═════ Excerpt ═════

The D-5s can do this essential trick with even more sensational clarity, beauty, power, and realism than the Overall Product of the Year Award-winning Raidho C-4.1s I reviewed in Issue 236.
But, as was also the case with the C-4.1, you do have to pay an occasional price in midbass definition and control for all this musical largesse. In a little patch between about 60Hz and 80Hz—precisely where the doublebasses in the Feria occasionally play ostinatos—the D-5s can (can, mind you) sound plumper and somewhat less well defined than they do everywhere else. (Such excess midbass is common in ported loudspeakers, and I’ll have more to say about how to deal with it in my sidebar on setup.)
Raidho’s new flagships, the D-5s don’t so much replace my previous references, the C-4.1s, which are still in the C Series line, as exceed them in technological sophistication, performance, and cost. Though the two pairs of speakers look nearly identical— tall, svelte, ported, D’Appolito floorstanders with four mid/ woofers (two on top, two on bottom), two midrange drivers (one on top, one on bottom), and a single quasi-ribbon tweeter midway between—they are, in fact, substantially different. For one thing, the C-4.1s use aluminum-oxide ceramic diaphragms for their mid/woofs and midranges; the D-5s use extremely costly diamond/carbonite ones, made for Raidho at the Physical Vapor Deposition (PVD) Laboratory of the Tribology Center of the Danish Technological Institute in Aarhus. (The Tribology Center is dedicated to finding practical commercial applications for the ideas developed at the Technological Institute. Its PVD Lab is equipped with advanced machinery capable of depositing a layer of diamond on the membranes of Raidho’s drivers. Obviously, this kind of science and the equipment needed to execute it is well beyond the means of hi-fi companies, save in Denmark, where the government and the universities work in concert with small manufacturing firms. Of course, use of the Tribology Center doesn’t come for free. Companies like Raidho have to pay a sizable fee for the services of the PVD Lab. Nonetheless, the fact that a small company can access such a state-of-the-art facility is remarkable.)

═════

**Parts of the exercise**
[1] Using the speaker review, state whether each statement agrees with it: (a) The C-4.1s use diamond/carbonite diaphragms for their mid/woofs and midranges. (b) The D-5s can sound plumper between about 60Hz and 80Hz. (c) Raidho uses the Tribology Center free of charge. For each, answer yes or no and quote the deciding words of the text.
[2] Reproduce word for word the stretch of the speaker review from "The D-5s can do" through "sidebar on setup.)".
[3] Resume the speaker review about the Raidho D-5s after its final sentence.
The listing plays no part in this.

═════ Data listing ═════

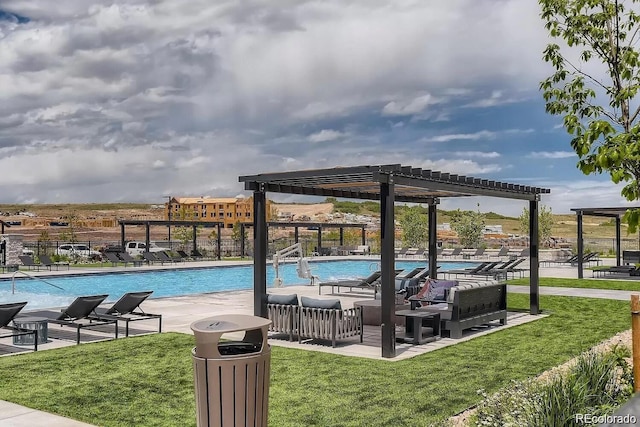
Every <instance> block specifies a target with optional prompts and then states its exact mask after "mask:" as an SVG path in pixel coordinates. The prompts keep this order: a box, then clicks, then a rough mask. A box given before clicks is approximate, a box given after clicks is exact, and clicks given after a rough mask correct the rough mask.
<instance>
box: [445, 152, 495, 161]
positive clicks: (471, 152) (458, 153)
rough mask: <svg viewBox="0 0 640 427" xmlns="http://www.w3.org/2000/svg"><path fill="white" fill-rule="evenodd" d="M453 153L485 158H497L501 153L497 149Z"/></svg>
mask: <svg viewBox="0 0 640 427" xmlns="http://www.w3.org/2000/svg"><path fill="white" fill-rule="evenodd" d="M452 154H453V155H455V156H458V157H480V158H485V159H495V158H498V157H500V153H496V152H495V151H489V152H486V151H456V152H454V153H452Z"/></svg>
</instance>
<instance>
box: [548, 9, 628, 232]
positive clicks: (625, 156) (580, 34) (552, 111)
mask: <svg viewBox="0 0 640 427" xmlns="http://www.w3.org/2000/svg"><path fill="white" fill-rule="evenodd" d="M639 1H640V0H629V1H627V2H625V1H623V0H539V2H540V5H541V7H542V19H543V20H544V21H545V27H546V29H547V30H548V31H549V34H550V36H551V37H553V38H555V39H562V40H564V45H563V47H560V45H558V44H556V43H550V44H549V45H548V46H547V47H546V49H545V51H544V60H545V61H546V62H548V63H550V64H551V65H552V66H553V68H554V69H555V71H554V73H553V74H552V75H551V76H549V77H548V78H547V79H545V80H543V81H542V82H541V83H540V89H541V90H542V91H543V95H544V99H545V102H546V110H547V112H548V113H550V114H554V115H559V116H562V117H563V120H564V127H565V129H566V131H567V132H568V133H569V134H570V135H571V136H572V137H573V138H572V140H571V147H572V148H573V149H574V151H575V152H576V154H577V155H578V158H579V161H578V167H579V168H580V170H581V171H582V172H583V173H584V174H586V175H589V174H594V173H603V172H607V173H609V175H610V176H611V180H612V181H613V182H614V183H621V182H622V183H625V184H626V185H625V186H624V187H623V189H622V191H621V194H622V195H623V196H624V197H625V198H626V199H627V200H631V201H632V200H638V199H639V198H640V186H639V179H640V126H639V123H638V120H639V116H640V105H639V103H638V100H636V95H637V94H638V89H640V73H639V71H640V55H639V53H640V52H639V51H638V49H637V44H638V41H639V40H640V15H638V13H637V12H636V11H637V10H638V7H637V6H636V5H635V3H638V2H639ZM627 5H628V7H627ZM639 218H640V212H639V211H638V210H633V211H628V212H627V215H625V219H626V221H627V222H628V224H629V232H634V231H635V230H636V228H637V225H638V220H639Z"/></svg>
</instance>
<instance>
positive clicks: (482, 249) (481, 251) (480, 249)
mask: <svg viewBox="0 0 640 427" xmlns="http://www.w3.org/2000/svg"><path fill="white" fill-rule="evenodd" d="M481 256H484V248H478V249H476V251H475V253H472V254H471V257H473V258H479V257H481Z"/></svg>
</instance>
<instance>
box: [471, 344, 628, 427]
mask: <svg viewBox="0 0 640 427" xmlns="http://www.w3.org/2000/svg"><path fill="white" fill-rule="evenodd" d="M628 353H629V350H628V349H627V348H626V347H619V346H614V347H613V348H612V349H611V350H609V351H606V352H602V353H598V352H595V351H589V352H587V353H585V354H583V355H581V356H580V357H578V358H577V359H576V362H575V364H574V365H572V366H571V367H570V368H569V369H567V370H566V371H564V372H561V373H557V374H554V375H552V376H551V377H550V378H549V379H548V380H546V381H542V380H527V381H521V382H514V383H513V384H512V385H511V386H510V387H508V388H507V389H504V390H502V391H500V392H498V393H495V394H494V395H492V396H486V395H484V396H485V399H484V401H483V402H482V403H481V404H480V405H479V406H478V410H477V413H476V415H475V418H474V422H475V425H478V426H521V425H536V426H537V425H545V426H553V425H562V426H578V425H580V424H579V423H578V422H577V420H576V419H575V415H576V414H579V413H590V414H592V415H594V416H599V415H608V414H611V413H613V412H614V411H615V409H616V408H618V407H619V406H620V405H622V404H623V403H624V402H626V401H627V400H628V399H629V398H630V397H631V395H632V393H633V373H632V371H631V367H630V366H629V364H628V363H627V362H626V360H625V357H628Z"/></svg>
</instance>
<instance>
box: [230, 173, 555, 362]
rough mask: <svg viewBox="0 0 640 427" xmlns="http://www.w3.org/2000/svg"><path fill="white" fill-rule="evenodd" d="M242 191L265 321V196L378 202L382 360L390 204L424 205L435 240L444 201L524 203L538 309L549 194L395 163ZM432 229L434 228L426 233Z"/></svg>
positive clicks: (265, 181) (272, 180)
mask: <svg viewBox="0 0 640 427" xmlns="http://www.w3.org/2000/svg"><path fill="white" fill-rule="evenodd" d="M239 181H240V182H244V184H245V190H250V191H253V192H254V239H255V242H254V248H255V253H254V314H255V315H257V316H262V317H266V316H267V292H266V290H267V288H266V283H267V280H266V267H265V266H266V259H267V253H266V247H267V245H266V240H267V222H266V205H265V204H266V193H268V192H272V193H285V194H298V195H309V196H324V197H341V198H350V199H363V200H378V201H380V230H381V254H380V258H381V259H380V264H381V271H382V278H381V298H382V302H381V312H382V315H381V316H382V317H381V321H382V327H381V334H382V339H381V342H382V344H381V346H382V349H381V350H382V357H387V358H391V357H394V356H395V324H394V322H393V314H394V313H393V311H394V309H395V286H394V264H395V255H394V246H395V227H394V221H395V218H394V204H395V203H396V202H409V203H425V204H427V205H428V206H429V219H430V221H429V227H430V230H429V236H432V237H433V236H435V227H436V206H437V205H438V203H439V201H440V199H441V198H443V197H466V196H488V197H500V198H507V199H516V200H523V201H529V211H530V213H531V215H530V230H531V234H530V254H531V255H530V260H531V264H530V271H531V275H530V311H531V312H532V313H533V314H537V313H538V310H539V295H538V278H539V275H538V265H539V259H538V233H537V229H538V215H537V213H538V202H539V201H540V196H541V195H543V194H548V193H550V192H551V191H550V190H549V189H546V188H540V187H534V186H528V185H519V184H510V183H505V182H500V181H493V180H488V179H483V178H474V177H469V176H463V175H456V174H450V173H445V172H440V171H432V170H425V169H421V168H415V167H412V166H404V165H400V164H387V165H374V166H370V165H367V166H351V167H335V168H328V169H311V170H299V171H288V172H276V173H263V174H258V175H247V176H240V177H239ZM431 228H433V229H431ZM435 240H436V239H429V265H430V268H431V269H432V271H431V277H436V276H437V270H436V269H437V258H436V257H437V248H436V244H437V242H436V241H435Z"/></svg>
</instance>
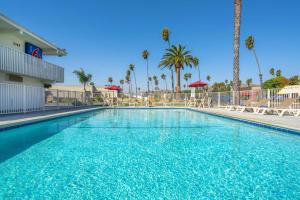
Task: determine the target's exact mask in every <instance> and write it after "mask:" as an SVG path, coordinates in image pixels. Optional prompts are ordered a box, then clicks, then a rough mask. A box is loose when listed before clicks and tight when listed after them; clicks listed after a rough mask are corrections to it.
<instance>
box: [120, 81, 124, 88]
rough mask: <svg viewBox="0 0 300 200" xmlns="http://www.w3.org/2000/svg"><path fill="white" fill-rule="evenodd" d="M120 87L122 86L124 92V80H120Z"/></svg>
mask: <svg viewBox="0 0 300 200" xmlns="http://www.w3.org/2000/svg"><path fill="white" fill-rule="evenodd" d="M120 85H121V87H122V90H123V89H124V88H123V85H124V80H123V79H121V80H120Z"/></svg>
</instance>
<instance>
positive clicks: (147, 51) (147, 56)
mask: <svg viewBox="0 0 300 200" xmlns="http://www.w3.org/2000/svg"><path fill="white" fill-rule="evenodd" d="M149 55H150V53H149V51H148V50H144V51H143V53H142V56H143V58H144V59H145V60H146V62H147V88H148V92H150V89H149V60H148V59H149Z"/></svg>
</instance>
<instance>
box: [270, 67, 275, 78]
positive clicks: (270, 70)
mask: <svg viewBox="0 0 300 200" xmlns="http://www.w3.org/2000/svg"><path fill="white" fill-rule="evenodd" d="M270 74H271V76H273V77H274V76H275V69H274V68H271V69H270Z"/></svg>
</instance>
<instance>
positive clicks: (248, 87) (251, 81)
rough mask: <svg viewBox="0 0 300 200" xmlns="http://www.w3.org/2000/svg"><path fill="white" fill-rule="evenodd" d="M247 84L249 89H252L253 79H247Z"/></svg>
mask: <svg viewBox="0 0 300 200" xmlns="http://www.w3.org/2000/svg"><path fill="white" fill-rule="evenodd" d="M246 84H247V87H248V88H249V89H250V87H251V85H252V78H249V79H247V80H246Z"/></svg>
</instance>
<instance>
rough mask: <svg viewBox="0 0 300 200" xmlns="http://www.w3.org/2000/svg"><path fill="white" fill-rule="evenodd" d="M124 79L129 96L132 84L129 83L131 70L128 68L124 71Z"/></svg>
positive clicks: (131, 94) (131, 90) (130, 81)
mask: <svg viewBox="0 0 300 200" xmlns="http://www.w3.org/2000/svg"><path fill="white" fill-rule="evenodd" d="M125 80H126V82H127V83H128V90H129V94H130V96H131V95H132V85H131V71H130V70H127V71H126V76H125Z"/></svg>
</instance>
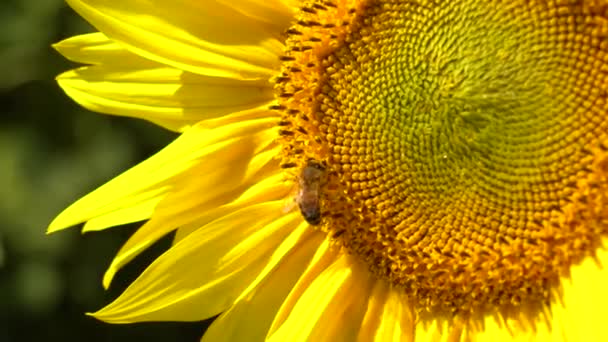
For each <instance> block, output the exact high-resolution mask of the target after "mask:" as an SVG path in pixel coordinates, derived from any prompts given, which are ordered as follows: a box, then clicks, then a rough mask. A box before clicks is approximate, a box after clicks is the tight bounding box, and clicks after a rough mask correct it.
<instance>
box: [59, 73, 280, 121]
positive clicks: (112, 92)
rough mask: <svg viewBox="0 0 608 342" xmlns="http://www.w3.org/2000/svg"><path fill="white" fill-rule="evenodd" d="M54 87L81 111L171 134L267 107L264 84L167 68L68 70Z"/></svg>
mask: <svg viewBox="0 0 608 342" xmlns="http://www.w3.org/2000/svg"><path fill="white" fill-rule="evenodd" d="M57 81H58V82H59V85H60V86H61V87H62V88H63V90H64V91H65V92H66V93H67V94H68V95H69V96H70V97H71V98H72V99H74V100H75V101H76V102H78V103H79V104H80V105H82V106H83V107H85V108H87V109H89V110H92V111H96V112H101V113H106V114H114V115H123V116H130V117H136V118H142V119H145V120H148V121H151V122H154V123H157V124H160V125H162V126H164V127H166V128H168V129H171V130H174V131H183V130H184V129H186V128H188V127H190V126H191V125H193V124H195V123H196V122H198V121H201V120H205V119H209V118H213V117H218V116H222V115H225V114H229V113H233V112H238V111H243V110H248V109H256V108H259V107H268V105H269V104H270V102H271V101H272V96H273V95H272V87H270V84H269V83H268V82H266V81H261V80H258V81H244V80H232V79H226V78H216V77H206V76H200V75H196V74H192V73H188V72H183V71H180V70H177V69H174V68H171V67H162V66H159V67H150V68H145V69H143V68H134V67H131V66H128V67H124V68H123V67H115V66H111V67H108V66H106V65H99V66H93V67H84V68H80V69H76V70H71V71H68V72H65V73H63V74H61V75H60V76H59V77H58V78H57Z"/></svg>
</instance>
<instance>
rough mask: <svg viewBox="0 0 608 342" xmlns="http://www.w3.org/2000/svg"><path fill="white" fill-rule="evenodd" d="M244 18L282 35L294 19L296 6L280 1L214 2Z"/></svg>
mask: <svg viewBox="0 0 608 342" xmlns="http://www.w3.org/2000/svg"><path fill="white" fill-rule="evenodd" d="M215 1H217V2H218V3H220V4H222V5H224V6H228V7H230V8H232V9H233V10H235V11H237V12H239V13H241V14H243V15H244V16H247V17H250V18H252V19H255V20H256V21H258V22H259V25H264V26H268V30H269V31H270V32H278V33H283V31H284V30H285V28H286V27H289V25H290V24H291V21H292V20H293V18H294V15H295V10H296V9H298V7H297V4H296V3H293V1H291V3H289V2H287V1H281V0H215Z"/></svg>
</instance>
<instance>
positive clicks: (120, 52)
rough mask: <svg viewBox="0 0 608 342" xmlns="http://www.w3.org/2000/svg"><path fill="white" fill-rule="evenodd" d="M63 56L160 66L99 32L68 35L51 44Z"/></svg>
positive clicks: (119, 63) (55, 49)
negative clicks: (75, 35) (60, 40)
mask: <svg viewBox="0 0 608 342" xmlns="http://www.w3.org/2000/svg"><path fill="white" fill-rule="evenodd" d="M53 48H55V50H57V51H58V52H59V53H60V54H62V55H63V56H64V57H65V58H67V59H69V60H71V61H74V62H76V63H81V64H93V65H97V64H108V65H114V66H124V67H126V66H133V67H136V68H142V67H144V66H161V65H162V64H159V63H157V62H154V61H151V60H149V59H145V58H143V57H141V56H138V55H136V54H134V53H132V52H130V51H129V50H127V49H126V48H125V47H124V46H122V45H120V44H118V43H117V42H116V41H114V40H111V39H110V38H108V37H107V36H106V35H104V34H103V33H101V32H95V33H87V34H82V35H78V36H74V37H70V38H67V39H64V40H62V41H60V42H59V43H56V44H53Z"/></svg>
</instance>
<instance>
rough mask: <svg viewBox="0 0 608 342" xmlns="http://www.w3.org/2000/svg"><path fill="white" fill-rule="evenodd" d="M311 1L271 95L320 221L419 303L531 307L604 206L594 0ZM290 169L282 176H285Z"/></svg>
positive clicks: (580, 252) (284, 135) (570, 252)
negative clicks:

═════

**Answers for each item**
[1]
(a) No: "the C-4.1s use aluminum-oxide ceramic diaphragms for their mid/woofs and midranges"
(b) Yes: "In a little patch between about 60Hz and 80Hz—precisely where the doublebasses in the Feria occasionally play ostinatos—the D-5s can (can, mind you) sound plumper and somewhat less well defined than they do everywhere else."
(c) No: "Of course, use of the Tribology Center doesn’t come for free."

[2]
The D-5s can do this essential trick with even more sensational clarity, beauty, power, and realism than the Overall Product of the Year Award-winning Raidho C-4.1s I reviewed in Issue 236.
But, as was also the case with the C-4.1, you do have to pay an occasional price in midbass definition and control for all this musical largesse. In a little patch between about 60Hz and 80Hz—precisely where the doublebasses in the Feria occasionally play ostinatos—the D-5s can (can, mind you) sound plumper and somewhat less well defined than they do everywhere else. (Such excess midbass is common in ported loudspeakers, and I’ll have more to say about how to deal with it in my sidebar on setup.)

[3]
What are the advantages of diamond/carbonite diaphragms? They are harder and stiffer than diaphragms made from any other material, which means, at least in theory, that they will remain linear and distortion-free up to a much higher frequency than ceramic cones (the second hardest, stiffest material). Where Raidho’s C Series midrange drivers have a peak breakup of 3-4dB at 12.5kHz, its D Series midrange driver doesn’t peak at the same amplitude until well above 20kHz, a full octave higher.
Why does this improved pistonic behavior matter? Because the higher in frequency a midrange’s breakup modes fall, the less likely those modes will add distortion to the sound of the tweeter. In the case of Raidho speakers, this is especially critical, since the tweeter is an extremely low-mass sealed-ribbon, whose own distortion levels are minimal.